[Opening Reading passage section]

Future of marine studies at St Abbs station
St Abbs’ harbour-side research station is to become a base for studies aimed at boosting understanding and conservation of the marine environment under a new collaboration launched this week.
Scottish scientists will use St Abbs Marine Station to study the complex interactions between the sea and humans as part of a partnership between the station and Edinburgh Napier and Heriot-Watt Universities, members of the Marine Alliance for Science and Technology for Scotland (MASTS).
It is hoped that the state-of-the-art facility - well suited for climate change-related studies, larval research and studies on life-cycles and rearing techniques – will become a key training ground for the next generation of marine scientists.
The marine station, a registered charity funded by private donors, is the culmination of four years of planning, development and construction work in the historic harbour village.
It boasts a laboratory, offices, a 275m2 research area for aquaria and a separate 100,000-litre mesocosm tank. All tanks are provided with a continuous supply of fresh seawater and are under a transparent roof, allowing natural light throughout the research area.
Stephen Nesbitt, Chairman of the Trustees of St Abbs Marine Station, has furthered the charity’s conservation and education objectives by signing a tripartite collaboration agreement with Professor Andrea Nolan, Principal of Edinburgh Napier University, and Professor Richard Williams, Principal of Heriot-Watt University.

[Closing Reading passage section]

* Requirement A *
Transcribe everything in the St Abbs Marine Station article from "Scottish scientists will" down to "historic harbour village.".
* Requirement B *
Answer these questions using the article about St Abbs Marine Station:
(i) How many years of planning, development and construction did the station take?
(ii) Which two universities are partners with the station?
(iii) Who is Principal of Heriot-Watt University?
* Requirement C *
Continue the article about St Abbs Marine Station from its last sentence.
The material after this point comes from a separate source.

[Opening Data extract section]

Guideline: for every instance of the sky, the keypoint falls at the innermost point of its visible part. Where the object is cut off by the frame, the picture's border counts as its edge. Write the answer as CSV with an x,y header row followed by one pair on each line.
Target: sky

[Closing Data extract section]

* Written response A *
Scottish scientists will use St Abbs Marine Station to study the complex interactions between the sea and humans as part of a partnership between the station and Edinburgh Napier and Heriot-Watt Universities, members of the Marine Alliance for Science and Technology for Scotland (MASTS).
It is hoped that the state-of-the-art facility - well suited for climate change-related studies, larval research and studies on life-cycles and rearing techniques – will become a key training ground for the next generation of marine scientists.
The marine station, a registered charity funded by private donors, is the culmination of four years of planning, development and construction work in the historic harbour village.

* Written response B *
(i) Four years.
(ii) Edinburgh Napier University and Heriot-Watt University.
(iii) Professor Richard Williams.

* Written response C *
The agreement will see senior research staff from the academic partners, Dr Karen Diele from Edinburgh Napier and Dr Bill Sanderson from Heriot-Watt, seconded to the marine station as co-directors of research to develop an innovative and challenging research programme.
The marine station already gives PhD students opportunities to conduct research, and undergraduate and postgraduate students engaged with marine biology at the two universities will benefit from the collaboration.
Stephen Nesbitt said: “Building the station was a great effort involving the hard work and support of many people, not least in the local community.
“I am now very excited to see our next aim being achieved, the realisation of marine research on a wide range of matters of scientific interest and environmental concern, focusing on the wonderful marine environment here at St Abbs and the North Sea.”